Source records
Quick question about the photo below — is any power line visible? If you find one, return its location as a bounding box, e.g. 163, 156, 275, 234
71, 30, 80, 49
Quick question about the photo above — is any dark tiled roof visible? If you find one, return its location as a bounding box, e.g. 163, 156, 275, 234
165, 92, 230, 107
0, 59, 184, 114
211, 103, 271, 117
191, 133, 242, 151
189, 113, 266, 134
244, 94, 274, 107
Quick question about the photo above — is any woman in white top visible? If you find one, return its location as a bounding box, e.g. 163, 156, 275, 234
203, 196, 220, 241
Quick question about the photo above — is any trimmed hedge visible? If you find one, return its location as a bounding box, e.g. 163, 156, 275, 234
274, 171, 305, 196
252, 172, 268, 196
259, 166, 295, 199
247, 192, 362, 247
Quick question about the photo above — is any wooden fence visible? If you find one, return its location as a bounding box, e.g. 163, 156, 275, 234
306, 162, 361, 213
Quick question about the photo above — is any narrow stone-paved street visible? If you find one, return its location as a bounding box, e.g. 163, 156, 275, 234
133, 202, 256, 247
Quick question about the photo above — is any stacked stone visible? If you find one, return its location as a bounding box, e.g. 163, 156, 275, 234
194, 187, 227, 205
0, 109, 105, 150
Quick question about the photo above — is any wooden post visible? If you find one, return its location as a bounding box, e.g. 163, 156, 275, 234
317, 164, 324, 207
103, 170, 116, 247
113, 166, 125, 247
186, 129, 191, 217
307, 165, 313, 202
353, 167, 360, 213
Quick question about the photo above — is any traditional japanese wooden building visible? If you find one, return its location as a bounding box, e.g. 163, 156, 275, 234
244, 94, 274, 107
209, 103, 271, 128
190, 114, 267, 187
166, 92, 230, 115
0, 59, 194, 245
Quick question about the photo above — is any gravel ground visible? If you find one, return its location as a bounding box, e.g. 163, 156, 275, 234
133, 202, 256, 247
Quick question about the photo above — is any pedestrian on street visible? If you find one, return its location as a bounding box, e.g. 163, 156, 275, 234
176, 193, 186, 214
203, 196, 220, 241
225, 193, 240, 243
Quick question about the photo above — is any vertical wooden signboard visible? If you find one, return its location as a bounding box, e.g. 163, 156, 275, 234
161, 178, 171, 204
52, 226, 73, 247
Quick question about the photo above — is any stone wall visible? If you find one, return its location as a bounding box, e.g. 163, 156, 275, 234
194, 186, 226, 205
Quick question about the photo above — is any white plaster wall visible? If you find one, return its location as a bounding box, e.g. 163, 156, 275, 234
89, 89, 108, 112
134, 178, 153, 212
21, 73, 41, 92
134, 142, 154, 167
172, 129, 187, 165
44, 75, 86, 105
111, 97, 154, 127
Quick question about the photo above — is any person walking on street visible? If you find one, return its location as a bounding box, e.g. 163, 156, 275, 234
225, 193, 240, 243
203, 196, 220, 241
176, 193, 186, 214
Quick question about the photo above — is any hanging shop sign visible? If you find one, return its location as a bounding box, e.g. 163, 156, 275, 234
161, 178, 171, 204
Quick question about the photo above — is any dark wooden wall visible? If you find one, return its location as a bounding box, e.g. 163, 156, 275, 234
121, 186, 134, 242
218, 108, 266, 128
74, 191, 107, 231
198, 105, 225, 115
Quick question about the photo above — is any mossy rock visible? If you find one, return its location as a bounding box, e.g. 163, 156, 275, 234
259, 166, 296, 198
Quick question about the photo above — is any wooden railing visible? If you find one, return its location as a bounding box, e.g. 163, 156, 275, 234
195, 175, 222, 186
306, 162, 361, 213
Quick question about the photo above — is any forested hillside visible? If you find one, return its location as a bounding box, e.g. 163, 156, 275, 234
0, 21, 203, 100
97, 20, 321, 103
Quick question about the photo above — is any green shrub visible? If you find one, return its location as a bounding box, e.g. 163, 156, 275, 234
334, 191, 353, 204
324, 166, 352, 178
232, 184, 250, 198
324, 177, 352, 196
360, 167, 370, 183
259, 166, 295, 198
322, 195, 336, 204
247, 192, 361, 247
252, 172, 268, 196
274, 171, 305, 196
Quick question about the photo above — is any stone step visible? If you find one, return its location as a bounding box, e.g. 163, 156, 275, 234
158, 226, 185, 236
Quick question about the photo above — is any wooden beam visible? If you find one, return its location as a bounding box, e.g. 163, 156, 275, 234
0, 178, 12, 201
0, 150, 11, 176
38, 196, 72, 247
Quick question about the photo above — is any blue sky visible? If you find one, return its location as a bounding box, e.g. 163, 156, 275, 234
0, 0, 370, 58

What the task requires: Reproduce every line of the data above without any change.

Reply to the task:
Quick question about the photo below — is any power line visible? If you find one, return its location as a bounding box, e.g. 163, 156, 275, 234
71, 30, 80, 49
Quick question about the photo above — is any dark tiled roof visible? If you find one, return its location as a bounding box, e.g. 163, 156, 275, 234
165, 92, 230, 107
0, 59, 184, 114
211, 103, 271, 117
191, 133, 242, 151
189, 113, 266, 134
244, 94, 274, 107
Quick question about the photo above — is any woman in white top visible? If you find one, return its location as a bounding box, e.g. 163, 156, 275, 234
203, 196, 220, 241
Quick question about the photo above — is any trimmed hedge visible? If you find one, return its location as a bounding box, e.g. 163, 156, 275, 234
274, 171, 305, 196
252, 172, 268, 196
259, 166, 295, 199
247, 192, 362, 247
Quick question about the photo above — is any wooden fence visible? If you find one, return its location as a bounding box, e.g. 163, 156, 275, 234
306, 162, 361, 213
Quick question about the photo above — is any narrow stone-paved street visible? If you find one, return its location as a bounding box, e.g. 163, 156, 275, 234
133, 202, 256, 247
Quick question about the photo above — is any stacked stone visible? If you find one, return its location as a bounding box, e.g. 163, 156, 275, 234
194, 187, 227, 205
0, 109, 105, 150
Quick question about the photo above — is any wooden post visible? If you find one, return its location as a bounding box, e.g. 163, 156, 275, 234
317, 164, 324, 207
103, 170, 116, 247
113, 166, 125, 247
186, 129, 191, 217
307, 165, 313, 202
353, 167, 360, 213
Quick question about the photo above — is any traditional japanese wooden building visible? If you find one, return its location as a bounding box, e.g. 163, 156, 275, 234
244, 94, 274, 107
209, 103, 271, 128
190, 114, 267, 187
166, 92, 230, 115
0, 59, 194, 245
Quick question about the photo above — is any gravel ground visible? If you find one, return its location as a bounding box, e.g. 163, 156, 275, 234
133, 202, 256, 247
Quick question about the photo above — is any pedestrian on street visible? If you find one, return its location as a bounding box, e.g. 163, 156, 275, 234
176, 193, 186, 214
203, 196, 220, 241
225, 193, 240, 243
Quick question about the photo above — is any vertical wooden signboard visible? If you find one, return its location as a bounding box, e.g. 163, 156, 275, 234
161, 178, 171, 204
52, 226, 73, 247
Quick question about the photo above — is any stone wall visible? If you find one, return its location as a bounding box, e.g. 163, 156, 275, 234
194, 186, 226, 205
Quick question about the photo above — is any white plaster wall visible? If you find one, return its location as a bounding box, e.g. 163, 156, 275, 234
89, 89, 108, 112
134, 178, 153, 212
21, 73, 41, 92
134, 142, 154, 167
172, 129, 187, 165
44, 75, 86, 105
111, 97, 154, 127
Quick question about the photo above — is any person walking on street visible? If you find one, return its location as a bounding box, e.g. 163, 156, 275, 234
225, 193, 240, 243
203, 196, 220, 241
176, 193, 186, 214
Quick question about the photo above — is any hanging shop sign visible? If you find one, return its location as a bounding box, e.g. 163, 156, 275, 234
161, 178, 171, 204
Quick question about the photo above — is any dark wooden wall visible? If you find one, return its location as a bounding box, e.g. 163, 156, 275, 234
121, 186, 134, 242
218, 108, 266, 128
74, 191, 107, 231
198, 105, 225, 115
Quick question about the photo above — is any mossy rock visible? If you find one, return its location as a bounding box, e.g. 163, 156, 275, 234
259, 166, 296, 198
Quick question about the photo above — is any wooden railing visible? If you find one, return its location as a bounding box, e.g. 163, 156, 275, 234
195, 175, 222, 186
306, 162, 361, 213
Quick question about the photo above — is any forested hillside visible? If you find one, return its location as a bounding box, e.g. 163, 156, 275, 234
0, 21, 203, 100
97, 20, 321, 103
Quick question about the photo above — is any green shrub visible? If you find one, return its location as a bounding box, e.g. 163, 156, 275, 234
334, 191, 353, 204
324, 166, 352, 178
232, 184, 250, 198
324, 177, 352, 196
360, 167, 370, 183
259, 166, 295, 198
322, 195, 336, 204
247, 192, 361, 247
252, 172, 268, 196
274, 171, 305, 196
Quick question about the photo above — is any stone step visible? If you find one, return its location as a bounding box, e.g. 163, 156, 275, 234
158, 226, 185, 236
Quick question about the photo above — is any wooden beam visible? If you find one, return its location as a bounding box, e.g. 163, 156, 275, 234
0, 178, 12, 201
0, 150, 11, 176
38, 196, 72, 247
Quick question about the photo above — is any blue sky visible? If you find one, return its location as a bounding box, e.g. 163, 156, 275, 234
0, 0, 370, 58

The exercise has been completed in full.